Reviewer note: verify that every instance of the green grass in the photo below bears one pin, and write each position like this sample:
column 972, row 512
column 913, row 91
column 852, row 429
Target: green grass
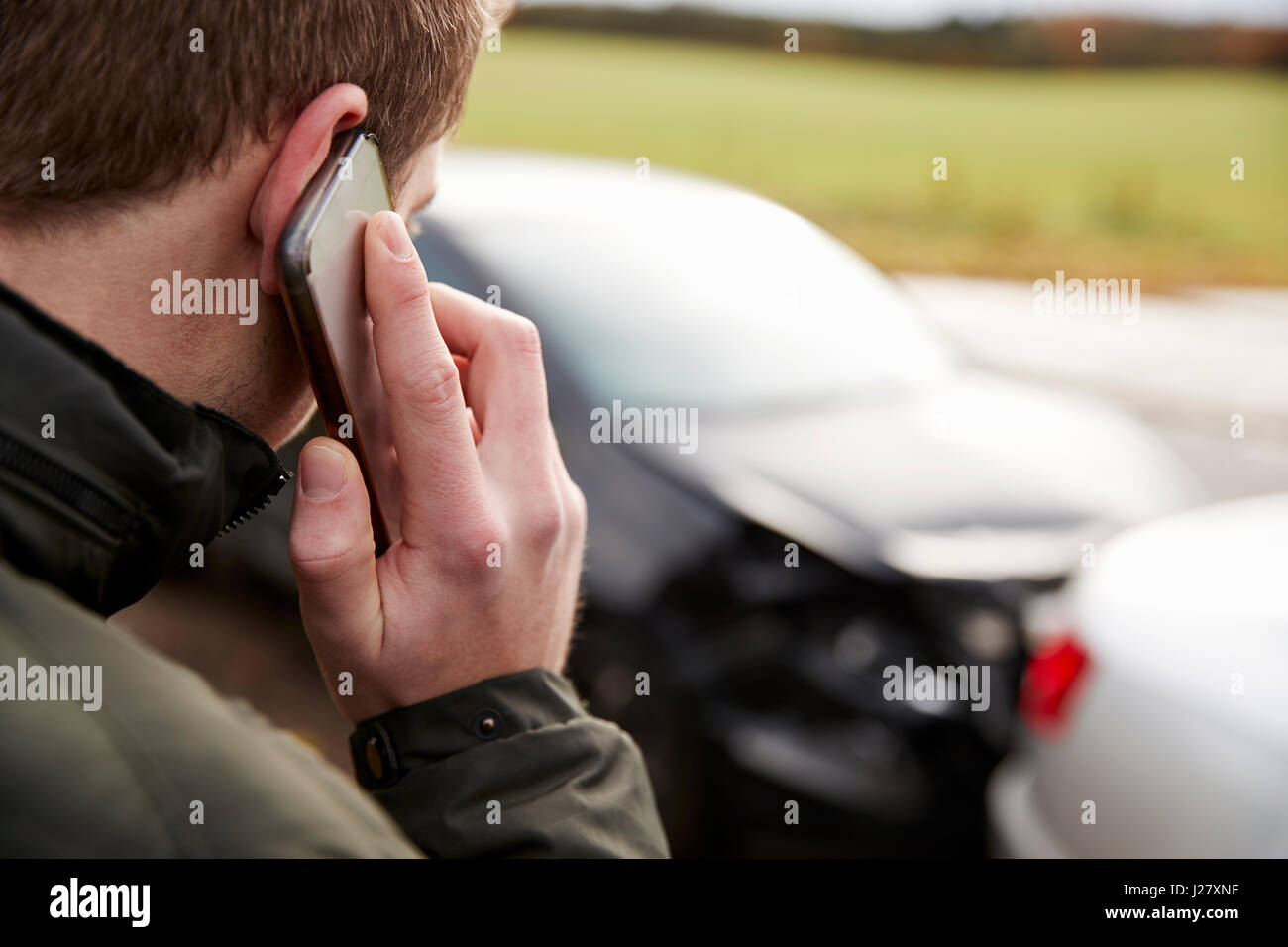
column 1098, row 172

==*==

▸ Exercise:
Every record must be copied exactly, with the pictures left out.

▸ Exercise response:
Reviewer note: verify that every instance of the green grass in the photo below bears one pin, and write each position like this sample:
column 972, row 512
column 913, row 91
column 852, row 429
Target: green grass
column 1098, row 172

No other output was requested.